Exercise inputs >>
%%

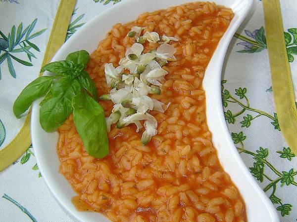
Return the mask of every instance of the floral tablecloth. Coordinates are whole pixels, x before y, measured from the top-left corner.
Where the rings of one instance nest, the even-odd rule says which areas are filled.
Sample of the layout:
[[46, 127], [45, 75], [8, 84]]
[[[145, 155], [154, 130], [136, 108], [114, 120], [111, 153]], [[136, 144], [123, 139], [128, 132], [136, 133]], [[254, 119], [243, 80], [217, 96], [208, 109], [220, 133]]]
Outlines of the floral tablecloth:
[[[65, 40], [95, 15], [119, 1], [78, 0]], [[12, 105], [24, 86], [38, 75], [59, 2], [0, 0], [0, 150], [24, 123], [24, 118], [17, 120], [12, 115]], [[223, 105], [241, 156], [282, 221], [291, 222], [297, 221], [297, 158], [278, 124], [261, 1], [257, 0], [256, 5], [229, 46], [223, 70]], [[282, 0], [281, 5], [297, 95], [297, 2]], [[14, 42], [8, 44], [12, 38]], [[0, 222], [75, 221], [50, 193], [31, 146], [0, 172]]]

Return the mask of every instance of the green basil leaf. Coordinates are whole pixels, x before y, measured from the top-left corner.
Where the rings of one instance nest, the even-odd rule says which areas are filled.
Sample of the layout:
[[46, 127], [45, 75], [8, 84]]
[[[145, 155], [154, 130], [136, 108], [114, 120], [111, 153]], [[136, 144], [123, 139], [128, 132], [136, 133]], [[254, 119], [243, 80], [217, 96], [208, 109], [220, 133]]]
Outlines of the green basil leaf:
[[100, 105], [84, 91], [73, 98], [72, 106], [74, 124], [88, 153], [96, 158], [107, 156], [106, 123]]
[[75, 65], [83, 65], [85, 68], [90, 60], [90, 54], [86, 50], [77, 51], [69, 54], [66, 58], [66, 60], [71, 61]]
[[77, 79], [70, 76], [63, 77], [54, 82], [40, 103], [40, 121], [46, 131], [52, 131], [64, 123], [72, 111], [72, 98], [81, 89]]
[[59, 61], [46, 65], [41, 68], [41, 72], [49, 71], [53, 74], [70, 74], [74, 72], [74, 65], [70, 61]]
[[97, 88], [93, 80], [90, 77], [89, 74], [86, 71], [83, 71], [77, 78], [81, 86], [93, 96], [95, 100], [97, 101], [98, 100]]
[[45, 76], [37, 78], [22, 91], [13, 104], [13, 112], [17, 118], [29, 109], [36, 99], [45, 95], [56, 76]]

%%

Exercise objective >> Scale everything from the line containing "Return the mask of every instance of the green" through the end of the rows, and write those lines out again with the requests unchanged. Multiply every outline coordinate in the answers by 0.95 and round to whole numbers, with halves rounding up, but leave the numbers in the requests and layout samples as they are.

Task result >>
Return the mask of every instance of the green basil leaf. Coordinates are whole pixels, x before y, measured from the top-left corner.
Where the rings of one instance nest, the even-odd rule says which areas are filled.
Sample of the layout:
[[46, 127], [45, 75], [8, 84]]
[[[145, 155], [154, 130], [136, 108], [114, 120], [111, 153]], [[136, 144], [123, 139], [128, 132], [136, 133]], [[254, 119], [243, 80], [217, 96], [208, 109], [220, 133]]]
Outlines of the green basil leaf:
[[95, 100], [80, 86], [69, 93], [68, 101], [70, 118], [84, 145], [91, 150], [102, 148], [101, 117]]
[[71, 62], [79, 62], [81, 65], [86, 57], [86, 51], [82, 48], [73, 48], [66, 51], [63, 55], [63, 57], [67, 58]]
[[73, 75], [67, 72], [60, 73], [51, 78], [38, 98], [38, 115], [44, 124], [49, 124], [61, 117], [68, 105], [68, 93], [77, 85]]
[[56, 58], [44, 62], [39, 65], [39, 68], [47, 67], [50, 70], [67, 70], [70, 68], [70, 62], [67, 58]]
[[92, 84], [88, 76], [86, 73], [85, 70], [82, 67], [79, 67], [73, 74], [77, 82], [88, 91], [90, 95], [92, 96], [93, 95]]
[[43, 72], [35, 74], [21, 86], [12, 99], [12, 106], [16, 112], [28, 104], [34, 94], [43, 90], [53, 72]]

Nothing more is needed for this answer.